Thursday, April 29, 2010

Enough already

Just got hailed on while running. Fricking hail! Felt like Bluenose 2004 all over again, but without the Gatorade stops.

Plus, it ruined my socks. I know they're just a pair of mesh Nikes, nothing to get sentimental about, but they were new ones.....

Grrr, surely it's time to end this meterological foolishness!


Thursday, April 22, 2010

This be the marathon

Back in secondary school, both stripes of English were compulsory subjects at O-level. English Language had been stripped of all the pedantic, persnickety grammar that blighted the subject in our parents' day (but has left the current genertion all the poorer, if not as bored) and was all about creative writing instead. Not suprisingly (or perhaps surprisngly) I aced that one. English Literature was the second stripe. The syllabus was somewhat variable as ones English teacher (Mr Bannell in our case) selected what (s)he wanted from a list of prescribed works; plays, books, short-stories and poems. So long as each category was represented, the Oxford & Cambridge Schools Examination Board was happy. We got MacBeth, Pride and Prejudice, Walter Mitty and a selection from Ted Hughes, John Betjeman and Phillip Larkin.

Generations of O-level students owe a great debt to Larkin for spicing up English by starting a poem"they fuck you up your mum and dad". He continues, saying that they don't mean to, but they pass on their own neuroses, that they themselves picked up from their parents. That's the relationship I have with the marathon right now, and this Boston in particular, because this Boston, in particular, really fucked me up.
In a couple of days I'll get around to writing about the marathon per se, right now I'll just continue to lick my metaphorical wounds and OD on Advil for the literal ones.


Monday, April 19, 2010

Run, Fatboy, run

M'eh. PW. Had to happen sometime. It's still a BQ but do I want to come back seeing as this course kicked my arse again? Doesn't matter if I run it hard or easy, either way it still gets me,

In other news, it looks like the Rocket and Pocket Rocket are in the money. And on even more personal news, la belle ran a huge PB today. Surely she's heard of the notion that you just don't run PBs here, but has no truck with the notion, seeing as she's done it twice now. Does this mean dinner's on her tonight?

Just let's make sure the resto doesn't have any stairs :)


Time to get the school-bus

Saturday, April 17, 2010

Basket Cased

Done, kinda. Got my dossard, chip and an unhealthy dose of nerves at registration.

Spent a few hours checking out the rest of the Expo and in what seems to be becoming a bit of a tradition, bought new shoes for Monday. I know it is counter to everything you hear, but really it's not, well not as long as you stick with what's known to you.

Now all that has to be done is spend as much of the next 36 hours sitting down, lying down or just flat out asleep and then at about 10:00 on Monday, get 'er done.

Data listing:
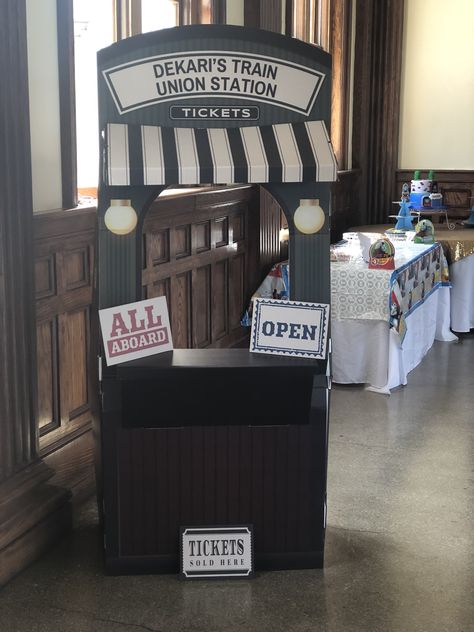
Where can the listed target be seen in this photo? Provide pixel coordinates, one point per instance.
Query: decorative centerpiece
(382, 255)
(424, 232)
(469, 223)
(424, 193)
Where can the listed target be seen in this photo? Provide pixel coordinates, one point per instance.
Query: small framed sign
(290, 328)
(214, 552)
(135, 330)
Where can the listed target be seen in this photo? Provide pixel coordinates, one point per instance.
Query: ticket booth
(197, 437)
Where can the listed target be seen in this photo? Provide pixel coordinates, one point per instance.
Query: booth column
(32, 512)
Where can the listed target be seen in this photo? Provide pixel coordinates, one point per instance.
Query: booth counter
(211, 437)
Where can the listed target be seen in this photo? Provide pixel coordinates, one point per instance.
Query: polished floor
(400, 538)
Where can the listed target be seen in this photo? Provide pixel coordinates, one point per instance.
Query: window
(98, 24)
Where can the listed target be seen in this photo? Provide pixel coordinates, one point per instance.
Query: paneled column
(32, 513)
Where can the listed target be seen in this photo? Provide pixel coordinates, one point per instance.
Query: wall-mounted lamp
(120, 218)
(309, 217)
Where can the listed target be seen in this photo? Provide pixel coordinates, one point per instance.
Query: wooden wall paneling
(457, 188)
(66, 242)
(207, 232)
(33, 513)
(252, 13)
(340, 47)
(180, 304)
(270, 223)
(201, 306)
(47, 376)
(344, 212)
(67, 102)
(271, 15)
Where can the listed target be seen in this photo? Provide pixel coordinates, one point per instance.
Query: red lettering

---

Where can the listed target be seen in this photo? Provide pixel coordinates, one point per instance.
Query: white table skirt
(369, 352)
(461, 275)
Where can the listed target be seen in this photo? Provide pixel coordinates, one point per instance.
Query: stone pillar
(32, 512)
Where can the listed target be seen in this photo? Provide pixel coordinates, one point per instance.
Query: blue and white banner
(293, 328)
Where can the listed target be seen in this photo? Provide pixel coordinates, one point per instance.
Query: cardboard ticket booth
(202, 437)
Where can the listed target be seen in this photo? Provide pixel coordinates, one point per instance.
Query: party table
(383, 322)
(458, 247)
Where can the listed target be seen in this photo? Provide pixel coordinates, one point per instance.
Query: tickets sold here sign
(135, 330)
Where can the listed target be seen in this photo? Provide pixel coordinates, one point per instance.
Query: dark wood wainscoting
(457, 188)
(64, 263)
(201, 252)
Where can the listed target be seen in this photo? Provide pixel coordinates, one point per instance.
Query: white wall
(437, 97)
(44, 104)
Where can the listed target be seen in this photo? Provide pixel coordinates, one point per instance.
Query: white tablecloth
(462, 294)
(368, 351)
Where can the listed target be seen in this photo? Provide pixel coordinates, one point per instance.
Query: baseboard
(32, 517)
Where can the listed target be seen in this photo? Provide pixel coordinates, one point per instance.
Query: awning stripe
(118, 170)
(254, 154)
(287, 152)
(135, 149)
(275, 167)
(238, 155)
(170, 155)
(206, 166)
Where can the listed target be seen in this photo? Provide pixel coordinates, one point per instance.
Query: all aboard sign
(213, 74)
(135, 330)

Required actions:
- 1) Answer these from the running blog posts:
(a) What item of clothing did the hail ruin?
(b) Who was the English teacher who chose the Literature syllabus?
(c) What did the writer buy at the Expo?
- 2) Based on the running blog posts, say whether each statement is true, and quote the words that decide it:
(a) The writer did poorly in O-level English Language.
(b) This was the first time la belle ran a PB at Boston.
(c) The writer picked up a dossard and chip at registration.

List of solutions:
- 1)
(a) A new pair of mesh Nike socks.
(b) Mr Bannell.
(c) New shoes for Monday.

- 2)
(a) No: "I aced that one."
(b) No: "seeing as she's done it twice now."
(c) Yes: "Got my dossard, chip and an unhealthy dose of nerves at registration."